Dataset items

________________________

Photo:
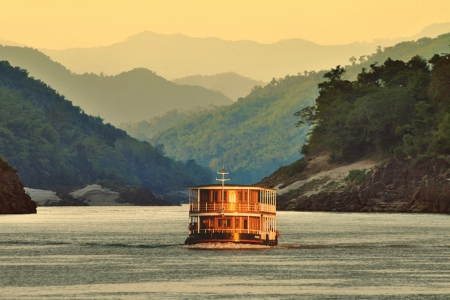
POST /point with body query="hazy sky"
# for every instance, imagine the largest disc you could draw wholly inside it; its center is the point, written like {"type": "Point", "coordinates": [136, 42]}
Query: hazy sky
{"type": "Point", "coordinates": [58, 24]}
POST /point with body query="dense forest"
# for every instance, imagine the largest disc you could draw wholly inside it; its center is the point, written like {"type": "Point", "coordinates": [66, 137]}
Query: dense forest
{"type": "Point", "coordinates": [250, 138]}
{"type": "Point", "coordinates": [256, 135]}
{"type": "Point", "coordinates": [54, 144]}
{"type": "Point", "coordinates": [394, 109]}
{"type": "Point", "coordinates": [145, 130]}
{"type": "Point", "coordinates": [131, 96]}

________________________

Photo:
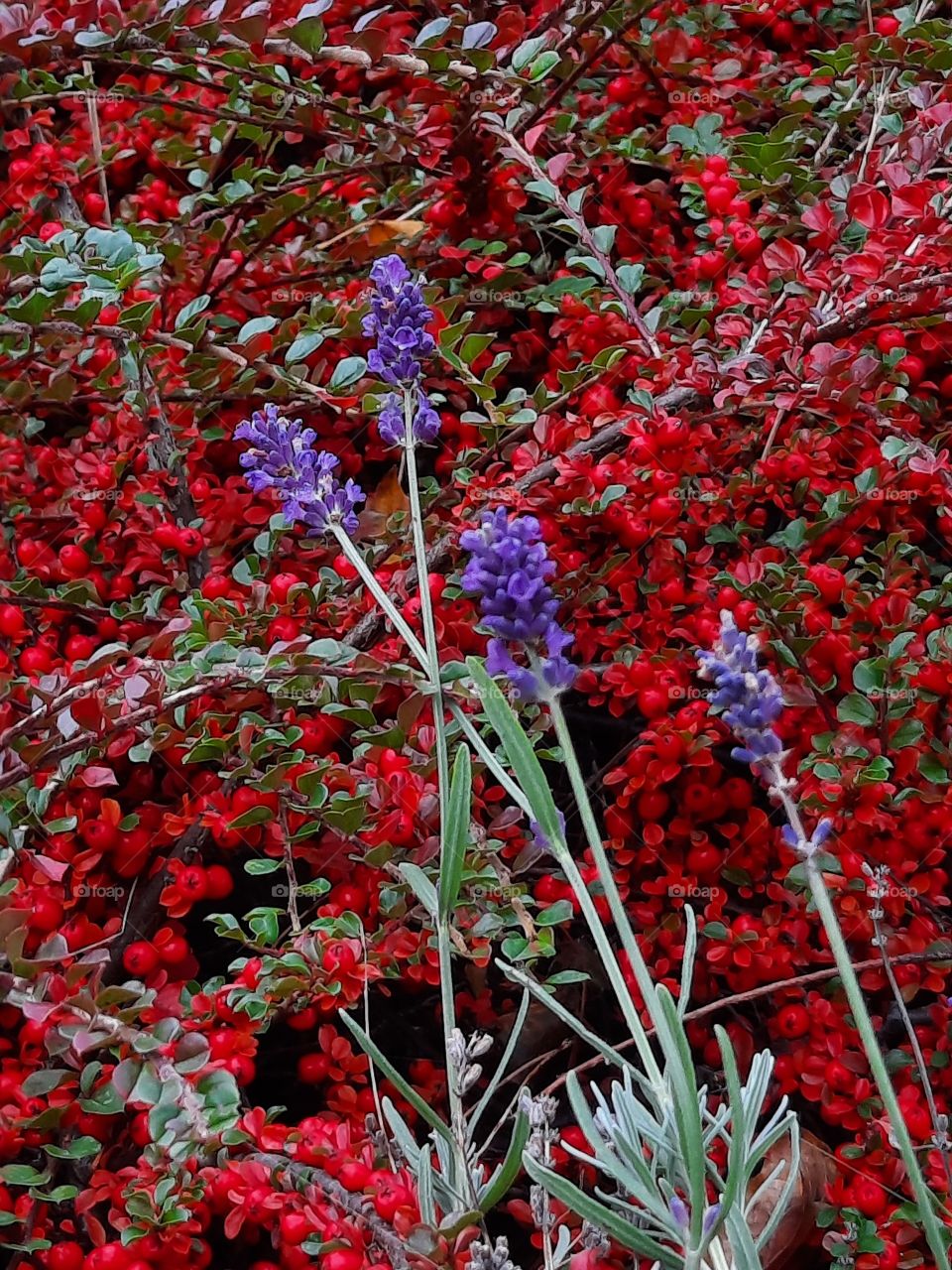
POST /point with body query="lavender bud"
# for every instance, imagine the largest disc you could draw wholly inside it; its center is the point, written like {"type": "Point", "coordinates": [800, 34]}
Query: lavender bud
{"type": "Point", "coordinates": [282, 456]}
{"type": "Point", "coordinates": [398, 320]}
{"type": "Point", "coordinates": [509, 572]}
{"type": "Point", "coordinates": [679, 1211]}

________________________

Exercise requirements:
Lines containing the word "disc" are to be pulled from the records and copied.

Result:
# for every instance, imagine the largest disc you could draw wholly inside it; its center is the point, written like {"type": "Point", "coordinates": [136, 42]}
# for every instance, imagine the largest disc you could draw wholly inside it; its center is the point, written like {"type": "Point", "coordinates": [66, 137]}
# for every instance, imagine the largest disc you could draw wholly inside it; its center is the point, written like {"type": "Point", "coordinates": [800, 34]}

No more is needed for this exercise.